* **Stated exercise**
Please output exactly the run of lines that starts at the line with "Each instance of the hedge" and ends at the last line of the records below.

— Start Source data —

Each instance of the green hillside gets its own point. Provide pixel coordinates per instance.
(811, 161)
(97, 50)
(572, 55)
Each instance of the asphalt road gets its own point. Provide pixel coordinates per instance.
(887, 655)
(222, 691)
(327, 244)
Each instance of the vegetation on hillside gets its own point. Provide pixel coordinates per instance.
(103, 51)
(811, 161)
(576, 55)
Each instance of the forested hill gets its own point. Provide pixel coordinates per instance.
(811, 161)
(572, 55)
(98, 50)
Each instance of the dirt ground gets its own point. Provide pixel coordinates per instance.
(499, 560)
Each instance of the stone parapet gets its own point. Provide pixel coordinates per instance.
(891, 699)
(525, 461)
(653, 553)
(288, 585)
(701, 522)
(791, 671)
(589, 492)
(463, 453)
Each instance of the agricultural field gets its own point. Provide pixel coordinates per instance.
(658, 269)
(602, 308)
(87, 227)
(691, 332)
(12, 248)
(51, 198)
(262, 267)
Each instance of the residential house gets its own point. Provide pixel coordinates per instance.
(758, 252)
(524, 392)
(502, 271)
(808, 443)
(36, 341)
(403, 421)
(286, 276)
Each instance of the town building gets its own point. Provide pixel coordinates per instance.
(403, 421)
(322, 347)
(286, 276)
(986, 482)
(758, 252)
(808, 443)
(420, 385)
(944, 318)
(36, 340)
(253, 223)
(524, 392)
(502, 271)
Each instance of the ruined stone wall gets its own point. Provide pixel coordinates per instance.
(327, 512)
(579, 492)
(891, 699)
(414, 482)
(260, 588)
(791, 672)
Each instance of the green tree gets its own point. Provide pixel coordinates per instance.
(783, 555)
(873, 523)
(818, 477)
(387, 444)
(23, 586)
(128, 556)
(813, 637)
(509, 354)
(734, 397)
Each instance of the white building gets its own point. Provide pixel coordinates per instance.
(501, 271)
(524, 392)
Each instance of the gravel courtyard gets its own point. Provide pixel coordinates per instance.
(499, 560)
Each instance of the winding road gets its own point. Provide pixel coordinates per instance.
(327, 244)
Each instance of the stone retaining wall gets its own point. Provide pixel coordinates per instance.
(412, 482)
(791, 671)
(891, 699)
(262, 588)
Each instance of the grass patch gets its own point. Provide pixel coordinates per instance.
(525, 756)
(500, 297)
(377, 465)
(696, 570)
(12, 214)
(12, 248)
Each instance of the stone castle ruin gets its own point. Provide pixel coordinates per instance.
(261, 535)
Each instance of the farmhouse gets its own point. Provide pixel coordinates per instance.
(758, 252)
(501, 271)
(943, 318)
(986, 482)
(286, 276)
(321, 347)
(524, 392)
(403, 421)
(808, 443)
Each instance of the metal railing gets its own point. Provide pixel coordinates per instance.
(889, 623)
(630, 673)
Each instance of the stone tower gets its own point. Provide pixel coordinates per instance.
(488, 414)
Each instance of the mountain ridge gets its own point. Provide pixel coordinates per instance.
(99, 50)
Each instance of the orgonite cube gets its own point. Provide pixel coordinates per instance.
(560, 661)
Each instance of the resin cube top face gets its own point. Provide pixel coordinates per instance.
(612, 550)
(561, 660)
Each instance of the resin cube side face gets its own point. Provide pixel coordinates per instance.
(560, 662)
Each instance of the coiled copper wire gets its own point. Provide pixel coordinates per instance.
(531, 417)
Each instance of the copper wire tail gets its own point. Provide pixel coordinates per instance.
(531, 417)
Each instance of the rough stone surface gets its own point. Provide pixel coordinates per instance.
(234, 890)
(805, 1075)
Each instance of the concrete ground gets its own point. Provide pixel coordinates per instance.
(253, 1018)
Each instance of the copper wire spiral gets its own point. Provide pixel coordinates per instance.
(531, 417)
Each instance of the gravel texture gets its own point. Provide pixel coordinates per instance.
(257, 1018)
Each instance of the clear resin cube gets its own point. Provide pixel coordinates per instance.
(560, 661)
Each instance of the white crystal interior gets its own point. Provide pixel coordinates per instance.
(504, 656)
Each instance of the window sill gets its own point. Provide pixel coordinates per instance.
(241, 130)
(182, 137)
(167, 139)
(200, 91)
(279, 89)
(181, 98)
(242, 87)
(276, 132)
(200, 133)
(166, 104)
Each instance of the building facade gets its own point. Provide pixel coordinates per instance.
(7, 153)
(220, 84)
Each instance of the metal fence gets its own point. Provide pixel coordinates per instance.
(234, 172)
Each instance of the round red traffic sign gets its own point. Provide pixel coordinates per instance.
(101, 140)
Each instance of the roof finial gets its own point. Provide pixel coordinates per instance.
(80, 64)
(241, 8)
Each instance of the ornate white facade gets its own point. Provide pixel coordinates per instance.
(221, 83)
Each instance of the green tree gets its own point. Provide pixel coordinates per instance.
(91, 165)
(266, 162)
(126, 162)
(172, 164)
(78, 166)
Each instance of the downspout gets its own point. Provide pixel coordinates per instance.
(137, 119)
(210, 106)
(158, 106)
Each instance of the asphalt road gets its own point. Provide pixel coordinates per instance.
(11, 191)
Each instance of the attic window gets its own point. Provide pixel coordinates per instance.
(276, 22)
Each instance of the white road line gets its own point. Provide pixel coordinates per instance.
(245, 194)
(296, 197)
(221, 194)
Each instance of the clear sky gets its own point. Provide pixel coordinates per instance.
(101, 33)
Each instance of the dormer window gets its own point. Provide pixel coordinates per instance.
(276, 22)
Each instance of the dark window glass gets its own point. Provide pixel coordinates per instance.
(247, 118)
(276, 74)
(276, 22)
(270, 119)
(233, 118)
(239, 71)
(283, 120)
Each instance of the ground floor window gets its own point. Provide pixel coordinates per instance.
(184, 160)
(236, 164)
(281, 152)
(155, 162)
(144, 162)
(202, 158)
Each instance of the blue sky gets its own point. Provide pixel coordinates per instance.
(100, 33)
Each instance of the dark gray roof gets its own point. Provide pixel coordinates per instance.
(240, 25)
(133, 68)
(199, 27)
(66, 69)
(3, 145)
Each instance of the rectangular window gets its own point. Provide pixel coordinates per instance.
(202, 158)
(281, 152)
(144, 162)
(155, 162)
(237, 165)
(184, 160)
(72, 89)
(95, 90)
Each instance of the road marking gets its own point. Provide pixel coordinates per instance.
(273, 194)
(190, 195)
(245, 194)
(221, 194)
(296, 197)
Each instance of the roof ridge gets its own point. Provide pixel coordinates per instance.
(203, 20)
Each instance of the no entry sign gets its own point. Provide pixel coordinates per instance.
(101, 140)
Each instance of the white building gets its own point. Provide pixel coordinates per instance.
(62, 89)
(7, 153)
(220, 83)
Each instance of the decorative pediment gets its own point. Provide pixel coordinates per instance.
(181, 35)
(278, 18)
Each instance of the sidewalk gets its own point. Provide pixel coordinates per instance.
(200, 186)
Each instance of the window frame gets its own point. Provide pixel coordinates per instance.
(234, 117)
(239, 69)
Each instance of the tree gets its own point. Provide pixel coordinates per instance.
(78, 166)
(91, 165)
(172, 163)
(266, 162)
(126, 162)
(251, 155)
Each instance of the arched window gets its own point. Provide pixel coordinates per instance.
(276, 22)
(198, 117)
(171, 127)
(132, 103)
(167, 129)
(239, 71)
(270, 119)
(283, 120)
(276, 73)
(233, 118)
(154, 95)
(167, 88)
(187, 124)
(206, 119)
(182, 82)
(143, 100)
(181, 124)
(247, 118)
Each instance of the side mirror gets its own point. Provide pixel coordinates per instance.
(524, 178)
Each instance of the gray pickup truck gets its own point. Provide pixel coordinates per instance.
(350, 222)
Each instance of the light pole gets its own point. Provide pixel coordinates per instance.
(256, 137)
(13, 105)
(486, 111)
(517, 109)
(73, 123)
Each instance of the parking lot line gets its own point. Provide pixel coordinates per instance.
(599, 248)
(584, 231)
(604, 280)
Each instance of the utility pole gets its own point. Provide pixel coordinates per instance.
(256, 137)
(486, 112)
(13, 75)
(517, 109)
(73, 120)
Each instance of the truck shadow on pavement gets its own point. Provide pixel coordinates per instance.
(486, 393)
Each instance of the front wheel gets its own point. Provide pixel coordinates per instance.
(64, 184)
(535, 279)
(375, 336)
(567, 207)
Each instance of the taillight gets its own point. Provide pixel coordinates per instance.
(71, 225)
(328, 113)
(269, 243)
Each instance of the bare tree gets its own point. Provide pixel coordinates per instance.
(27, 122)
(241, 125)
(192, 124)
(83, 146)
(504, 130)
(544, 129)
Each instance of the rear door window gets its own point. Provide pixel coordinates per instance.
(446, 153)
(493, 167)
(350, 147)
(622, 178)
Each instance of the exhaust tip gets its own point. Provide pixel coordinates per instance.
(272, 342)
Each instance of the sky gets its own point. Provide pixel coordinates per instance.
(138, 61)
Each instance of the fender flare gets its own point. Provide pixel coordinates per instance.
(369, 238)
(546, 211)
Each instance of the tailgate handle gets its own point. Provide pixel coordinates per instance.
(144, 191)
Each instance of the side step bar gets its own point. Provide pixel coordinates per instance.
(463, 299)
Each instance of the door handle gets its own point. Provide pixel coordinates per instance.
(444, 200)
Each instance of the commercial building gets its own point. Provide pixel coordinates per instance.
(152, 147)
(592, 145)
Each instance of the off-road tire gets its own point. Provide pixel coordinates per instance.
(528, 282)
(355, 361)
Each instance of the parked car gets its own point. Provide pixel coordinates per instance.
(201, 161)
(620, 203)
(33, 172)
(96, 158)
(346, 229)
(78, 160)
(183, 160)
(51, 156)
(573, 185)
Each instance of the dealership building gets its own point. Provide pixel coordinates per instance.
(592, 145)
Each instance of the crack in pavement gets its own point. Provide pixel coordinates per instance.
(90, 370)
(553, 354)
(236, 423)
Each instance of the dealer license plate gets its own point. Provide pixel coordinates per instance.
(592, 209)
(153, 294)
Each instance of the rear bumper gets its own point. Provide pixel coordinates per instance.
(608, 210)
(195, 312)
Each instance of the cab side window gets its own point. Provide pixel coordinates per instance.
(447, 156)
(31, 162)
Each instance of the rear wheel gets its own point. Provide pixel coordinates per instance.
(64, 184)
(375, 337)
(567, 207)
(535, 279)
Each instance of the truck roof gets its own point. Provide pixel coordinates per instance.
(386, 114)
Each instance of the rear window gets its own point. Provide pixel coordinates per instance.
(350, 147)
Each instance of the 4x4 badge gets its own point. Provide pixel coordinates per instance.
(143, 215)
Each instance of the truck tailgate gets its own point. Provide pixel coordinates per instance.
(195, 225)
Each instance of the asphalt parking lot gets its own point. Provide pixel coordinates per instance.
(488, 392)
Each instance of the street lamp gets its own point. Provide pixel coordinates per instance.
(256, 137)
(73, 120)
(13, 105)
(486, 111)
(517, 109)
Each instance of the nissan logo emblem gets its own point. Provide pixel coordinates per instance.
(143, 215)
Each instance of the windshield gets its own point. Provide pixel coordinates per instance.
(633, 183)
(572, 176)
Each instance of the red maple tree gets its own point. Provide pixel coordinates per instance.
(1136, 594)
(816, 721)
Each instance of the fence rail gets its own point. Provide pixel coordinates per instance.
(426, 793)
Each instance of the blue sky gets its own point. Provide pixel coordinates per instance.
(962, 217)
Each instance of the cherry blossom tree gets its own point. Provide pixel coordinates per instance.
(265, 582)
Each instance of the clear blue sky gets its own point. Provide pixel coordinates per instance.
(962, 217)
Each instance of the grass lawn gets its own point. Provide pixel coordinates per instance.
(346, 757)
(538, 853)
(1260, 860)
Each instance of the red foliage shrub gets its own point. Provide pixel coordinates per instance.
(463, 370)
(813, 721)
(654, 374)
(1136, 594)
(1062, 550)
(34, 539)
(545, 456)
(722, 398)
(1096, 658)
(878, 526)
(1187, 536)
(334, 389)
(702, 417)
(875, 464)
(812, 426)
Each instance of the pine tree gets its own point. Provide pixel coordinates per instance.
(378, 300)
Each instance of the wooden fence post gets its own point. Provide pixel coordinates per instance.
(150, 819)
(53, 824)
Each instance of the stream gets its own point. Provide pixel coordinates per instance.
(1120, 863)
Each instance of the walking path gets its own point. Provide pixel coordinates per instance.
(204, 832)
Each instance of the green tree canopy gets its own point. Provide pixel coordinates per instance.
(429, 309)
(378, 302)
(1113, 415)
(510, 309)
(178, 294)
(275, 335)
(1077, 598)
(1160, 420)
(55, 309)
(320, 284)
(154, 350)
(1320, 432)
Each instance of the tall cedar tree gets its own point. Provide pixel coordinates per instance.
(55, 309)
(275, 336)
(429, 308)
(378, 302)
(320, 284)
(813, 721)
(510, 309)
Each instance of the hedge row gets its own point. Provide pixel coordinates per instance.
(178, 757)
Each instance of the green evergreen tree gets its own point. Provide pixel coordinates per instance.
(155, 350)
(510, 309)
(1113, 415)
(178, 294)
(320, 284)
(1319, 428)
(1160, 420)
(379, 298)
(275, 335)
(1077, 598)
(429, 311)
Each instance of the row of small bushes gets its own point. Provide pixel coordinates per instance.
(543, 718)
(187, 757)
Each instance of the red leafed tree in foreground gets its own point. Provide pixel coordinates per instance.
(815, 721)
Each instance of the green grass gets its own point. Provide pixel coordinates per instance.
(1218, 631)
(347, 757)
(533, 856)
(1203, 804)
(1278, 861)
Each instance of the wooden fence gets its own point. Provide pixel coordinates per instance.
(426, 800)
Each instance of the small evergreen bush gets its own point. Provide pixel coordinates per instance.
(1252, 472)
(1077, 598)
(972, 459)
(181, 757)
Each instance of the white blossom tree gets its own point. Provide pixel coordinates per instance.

— End Source data —

* **Correct result**
Each instance of the hedge row gets its own point. Provide pixel coordinates per instance.
(178, 757)
Each instance of the green evergreen tree gets its own point. Provide pixel coordinates per instance.
(155, 350)
(510, 309)
(1113, 415)
(178, 294)
(320, 284)
(1319, 428)
(1160, 420)
(379, 298)
(275, 335)
(1077, 598)
(429, 311)
Each instance of the row of small bushes gets its own point. Provide pixel coordinates per instance.
(543, 718)
(187, 757)
Each instance of the red leafed tree in foreground gets its own point. Provide pixel coordinates per instance.
(815, 721)
Each instance of the green grass gets its own point. Provide pixel coordinates per instance.
(1218, 631)
(347, 757)
(533, 856)
(1203, 804)
(1278, 861)
Each instance of the wooden fence gets its own point. Provide pixel coordinates per instance.
(426, 800)
Each instance of the small evergreen bush gets its own point. Provide pixel coordinates per instance.
(1252, 472)
(1077, 598)
(972, 459)
(181, 757)
Each instance of the white blossom tree gets its own point. Provide pixel coordinates per instance.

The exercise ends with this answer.